» **STATED TASK**: Locate each line in the rows below that includes the word "dead" and copy those lines out in full.

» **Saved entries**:
--- start ---

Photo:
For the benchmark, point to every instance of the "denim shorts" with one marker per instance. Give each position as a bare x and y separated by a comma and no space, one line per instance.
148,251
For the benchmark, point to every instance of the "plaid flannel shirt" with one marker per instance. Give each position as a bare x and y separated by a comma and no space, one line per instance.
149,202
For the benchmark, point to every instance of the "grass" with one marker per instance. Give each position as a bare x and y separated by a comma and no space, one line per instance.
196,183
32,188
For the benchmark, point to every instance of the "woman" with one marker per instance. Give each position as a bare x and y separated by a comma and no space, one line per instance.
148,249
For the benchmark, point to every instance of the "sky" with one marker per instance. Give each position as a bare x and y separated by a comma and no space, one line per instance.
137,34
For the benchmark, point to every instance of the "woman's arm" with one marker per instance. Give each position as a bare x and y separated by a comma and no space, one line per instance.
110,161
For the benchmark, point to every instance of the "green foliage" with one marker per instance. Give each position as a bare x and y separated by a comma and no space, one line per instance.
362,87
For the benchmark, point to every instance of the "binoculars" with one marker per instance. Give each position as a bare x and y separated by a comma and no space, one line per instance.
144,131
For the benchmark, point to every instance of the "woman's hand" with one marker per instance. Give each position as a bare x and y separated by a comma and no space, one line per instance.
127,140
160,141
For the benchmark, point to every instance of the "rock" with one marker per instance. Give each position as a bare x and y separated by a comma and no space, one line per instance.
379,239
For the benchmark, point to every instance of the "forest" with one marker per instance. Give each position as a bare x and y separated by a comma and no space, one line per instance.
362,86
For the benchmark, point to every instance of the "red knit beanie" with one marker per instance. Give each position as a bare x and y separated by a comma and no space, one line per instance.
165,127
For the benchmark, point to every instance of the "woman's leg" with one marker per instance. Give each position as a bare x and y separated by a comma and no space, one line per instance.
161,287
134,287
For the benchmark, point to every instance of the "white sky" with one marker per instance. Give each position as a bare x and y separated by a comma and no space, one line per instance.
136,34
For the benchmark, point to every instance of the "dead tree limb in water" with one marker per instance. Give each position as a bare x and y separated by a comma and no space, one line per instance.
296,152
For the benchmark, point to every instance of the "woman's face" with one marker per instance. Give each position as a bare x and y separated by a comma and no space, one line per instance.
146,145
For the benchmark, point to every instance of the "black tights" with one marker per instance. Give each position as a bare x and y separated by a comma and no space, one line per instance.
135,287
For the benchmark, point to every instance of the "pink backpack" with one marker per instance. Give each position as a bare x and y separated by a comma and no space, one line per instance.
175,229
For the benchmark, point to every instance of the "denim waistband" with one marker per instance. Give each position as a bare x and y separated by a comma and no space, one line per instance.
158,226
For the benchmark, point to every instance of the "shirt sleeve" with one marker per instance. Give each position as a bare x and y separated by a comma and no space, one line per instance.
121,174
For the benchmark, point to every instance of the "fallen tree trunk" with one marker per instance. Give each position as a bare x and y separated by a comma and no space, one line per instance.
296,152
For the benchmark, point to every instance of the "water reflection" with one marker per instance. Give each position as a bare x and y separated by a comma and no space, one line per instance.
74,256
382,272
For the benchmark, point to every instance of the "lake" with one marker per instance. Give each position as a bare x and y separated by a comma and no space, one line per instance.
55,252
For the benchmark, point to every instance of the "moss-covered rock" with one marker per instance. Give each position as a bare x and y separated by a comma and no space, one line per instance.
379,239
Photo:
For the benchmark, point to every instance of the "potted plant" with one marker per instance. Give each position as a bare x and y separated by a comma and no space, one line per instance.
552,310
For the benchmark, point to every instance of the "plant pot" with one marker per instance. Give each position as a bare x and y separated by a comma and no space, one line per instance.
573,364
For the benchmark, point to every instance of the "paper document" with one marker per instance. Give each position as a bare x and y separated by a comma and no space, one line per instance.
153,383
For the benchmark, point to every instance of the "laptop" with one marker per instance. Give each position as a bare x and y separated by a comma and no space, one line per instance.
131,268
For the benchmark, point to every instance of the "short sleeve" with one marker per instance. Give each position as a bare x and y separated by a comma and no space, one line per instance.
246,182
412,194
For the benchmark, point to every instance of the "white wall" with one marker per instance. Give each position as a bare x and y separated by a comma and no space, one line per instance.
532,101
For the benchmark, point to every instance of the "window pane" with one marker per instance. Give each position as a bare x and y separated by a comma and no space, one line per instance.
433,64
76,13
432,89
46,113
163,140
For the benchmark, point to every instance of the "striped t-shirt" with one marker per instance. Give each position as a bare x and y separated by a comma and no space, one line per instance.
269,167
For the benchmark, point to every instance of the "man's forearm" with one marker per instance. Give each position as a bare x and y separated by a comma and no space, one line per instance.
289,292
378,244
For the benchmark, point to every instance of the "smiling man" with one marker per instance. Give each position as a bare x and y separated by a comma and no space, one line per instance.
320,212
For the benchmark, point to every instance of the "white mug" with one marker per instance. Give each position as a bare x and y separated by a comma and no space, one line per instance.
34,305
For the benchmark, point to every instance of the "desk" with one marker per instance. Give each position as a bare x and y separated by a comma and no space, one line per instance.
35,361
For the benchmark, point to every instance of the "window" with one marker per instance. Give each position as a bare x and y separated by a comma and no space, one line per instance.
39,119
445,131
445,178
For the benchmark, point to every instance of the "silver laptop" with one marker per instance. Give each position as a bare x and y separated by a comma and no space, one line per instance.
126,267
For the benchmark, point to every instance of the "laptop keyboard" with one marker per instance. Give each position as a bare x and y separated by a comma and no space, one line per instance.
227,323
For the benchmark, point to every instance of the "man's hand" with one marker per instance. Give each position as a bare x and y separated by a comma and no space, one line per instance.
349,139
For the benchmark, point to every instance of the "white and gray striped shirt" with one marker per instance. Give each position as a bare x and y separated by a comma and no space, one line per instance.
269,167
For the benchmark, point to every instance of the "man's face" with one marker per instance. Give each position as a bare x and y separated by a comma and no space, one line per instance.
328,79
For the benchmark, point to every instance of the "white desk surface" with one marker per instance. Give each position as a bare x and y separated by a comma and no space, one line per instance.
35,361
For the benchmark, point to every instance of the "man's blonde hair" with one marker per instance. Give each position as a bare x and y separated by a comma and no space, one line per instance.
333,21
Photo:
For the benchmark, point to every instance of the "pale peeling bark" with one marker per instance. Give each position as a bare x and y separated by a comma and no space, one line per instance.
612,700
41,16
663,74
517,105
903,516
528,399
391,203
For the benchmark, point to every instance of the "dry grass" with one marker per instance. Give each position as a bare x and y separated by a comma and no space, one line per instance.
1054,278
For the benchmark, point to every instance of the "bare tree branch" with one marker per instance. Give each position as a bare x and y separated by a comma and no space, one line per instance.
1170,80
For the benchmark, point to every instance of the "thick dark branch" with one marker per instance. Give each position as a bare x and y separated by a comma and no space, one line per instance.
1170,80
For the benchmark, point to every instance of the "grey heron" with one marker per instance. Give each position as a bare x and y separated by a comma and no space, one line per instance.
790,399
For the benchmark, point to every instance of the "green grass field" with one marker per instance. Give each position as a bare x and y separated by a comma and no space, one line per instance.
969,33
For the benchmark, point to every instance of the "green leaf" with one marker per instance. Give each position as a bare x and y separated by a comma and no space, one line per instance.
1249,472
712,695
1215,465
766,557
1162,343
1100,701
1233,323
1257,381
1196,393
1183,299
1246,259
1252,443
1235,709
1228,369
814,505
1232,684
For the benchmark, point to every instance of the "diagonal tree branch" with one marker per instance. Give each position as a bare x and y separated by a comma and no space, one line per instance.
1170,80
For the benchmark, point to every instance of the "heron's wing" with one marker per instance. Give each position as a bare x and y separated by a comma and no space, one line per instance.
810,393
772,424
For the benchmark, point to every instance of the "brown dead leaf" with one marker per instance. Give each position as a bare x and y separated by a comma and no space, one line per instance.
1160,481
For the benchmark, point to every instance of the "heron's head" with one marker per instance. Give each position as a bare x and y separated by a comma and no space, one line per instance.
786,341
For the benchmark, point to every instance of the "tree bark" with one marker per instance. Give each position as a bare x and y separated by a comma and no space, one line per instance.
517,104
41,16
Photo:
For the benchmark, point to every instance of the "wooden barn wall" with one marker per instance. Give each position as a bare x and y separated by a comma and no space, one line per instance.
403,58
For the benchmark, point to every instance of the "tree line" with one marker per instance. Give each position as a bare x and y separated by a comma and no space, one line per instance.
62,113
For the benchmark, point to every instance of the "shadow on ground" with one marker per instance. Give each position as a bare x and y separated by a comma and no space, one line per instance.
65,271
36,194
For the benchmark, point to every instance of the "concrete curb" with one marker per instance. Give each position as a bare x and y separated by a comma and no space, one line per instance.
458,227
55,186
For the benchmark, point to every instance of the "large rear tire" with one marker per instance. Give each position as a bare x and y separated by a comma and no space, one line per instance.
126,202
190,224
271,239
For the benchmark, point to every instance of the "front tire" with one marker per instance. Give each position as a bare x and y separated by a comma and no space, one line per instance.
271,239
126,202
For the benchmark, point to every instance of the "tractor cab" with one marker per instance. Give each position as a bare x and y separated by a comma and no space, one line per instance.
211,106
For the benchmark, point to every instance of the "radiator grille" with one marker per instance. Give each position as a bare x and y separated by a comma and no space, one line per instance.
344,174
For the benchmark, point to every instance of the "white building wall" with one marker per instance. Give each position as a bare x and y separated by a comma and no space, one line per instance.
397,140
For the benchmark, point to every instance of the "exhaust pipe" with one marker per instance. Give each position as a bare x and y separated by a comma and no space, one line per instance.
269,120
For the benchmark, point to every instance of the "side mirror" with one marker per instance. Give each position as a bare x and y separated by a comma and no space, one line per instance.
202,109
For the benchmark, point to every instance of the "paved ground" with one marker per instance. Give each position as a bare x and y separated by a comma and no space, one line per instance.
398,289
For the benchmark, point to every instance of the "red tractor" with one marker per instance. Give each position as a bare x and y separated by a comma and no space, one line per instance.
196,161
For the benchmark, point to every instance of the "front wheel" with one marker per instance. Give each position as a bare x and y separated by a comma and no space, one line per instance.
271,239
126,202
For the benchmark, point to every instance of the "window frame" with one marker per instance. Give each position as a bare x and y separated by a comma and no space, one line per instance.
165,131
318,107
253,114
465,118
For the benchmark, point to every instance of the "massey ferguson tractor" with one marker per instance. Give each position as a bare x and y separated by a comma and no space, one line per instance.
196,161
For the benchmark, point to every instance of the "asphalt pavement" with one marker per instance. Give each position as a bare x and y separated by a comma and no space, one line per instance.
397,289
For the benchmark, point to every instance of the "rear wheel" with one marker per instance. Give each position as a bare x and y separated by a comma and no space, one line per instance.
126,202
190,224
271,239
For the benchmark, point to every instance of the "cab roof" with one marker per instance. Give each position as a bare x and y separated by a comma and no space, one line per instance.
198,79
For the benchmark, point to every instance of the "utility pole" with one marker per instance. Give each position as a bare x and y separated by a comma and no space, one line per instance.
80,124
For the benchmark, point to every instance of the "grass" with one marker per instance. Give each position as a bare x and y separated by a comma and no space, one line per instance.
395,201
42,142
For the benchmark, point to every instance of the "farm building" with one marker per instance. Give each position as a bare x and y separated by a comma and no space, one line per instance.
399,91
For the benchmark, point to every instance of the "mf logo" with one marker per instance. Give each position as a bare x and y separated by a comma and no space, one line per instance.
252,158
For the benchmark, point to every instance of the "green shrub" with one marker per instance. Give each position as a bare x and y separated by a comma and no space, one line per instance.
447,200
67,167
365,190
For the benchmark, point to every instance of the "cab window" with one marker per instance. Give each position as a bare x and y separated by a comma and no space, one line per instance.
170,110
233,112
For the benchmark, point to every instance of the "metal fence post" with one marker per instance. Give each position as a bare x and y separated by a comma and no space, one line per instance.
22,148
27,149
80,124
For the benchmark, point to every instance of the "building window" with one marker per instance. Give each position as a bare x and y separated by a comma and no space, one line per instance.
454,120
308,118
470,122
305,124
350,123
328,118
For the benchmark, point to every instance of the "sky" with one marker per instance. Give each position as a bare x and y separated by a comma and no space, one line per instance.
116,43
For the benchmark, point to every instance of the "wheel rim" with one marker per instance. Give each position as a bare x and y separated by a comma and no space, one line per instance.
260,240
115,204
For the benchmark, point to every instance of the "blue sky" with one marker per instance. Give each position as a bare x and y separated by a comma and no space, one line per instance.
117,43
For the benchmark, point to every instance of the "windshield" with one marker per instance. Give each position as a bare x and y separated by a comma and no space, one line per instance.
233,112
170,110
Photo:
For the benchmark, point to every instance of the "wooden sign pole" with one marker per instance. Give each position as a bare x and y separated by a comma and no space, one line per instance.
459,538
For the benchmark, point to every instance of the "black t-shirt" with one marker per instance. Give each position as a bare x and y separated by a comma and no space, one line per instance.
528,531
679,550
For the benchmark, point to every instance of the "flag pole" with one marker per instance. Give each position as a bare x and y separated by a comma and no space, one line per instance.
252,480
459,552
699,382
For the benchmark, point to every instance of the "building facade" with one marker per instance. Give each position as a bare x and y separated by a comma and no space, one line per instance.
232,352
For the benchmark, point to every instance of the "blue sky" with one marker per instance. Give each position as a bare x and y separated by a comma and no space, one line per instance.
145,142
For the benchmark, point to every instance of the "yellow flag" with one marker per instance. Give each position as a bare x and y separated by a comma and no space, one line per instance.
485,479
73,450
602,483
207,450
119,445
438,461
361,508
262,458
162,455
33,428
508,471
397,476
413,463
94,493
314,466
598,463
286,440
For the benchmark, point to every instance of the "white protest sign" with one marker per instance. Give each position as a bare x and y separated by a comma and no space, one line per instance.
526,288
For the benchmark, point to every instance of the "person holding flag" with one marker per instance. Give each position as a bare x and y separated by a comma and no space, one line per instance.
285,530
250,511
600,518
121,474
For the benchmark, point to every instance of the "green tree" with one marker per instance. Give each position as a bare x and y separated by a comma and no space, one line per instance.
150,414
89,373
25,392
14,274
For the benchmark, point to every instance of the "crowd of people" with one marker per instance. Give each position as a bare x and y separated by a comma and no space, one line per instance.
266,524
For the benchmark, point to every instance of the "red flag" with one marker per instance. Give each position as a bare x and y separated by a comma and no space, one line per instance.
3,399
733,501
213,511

--- end ---

» **THE OUTPUT**:
For the benchmark, point to every instance of the "dead tree limb in water" with one marker per instance. Give each position as a bare x and y separated by a comma and no space, one line per instance.
For the benchmark, point to every instance of the "brown dead leaf" with one marker per instance. Give each position as a bare x and y separated by a comma and no space, one line per instance.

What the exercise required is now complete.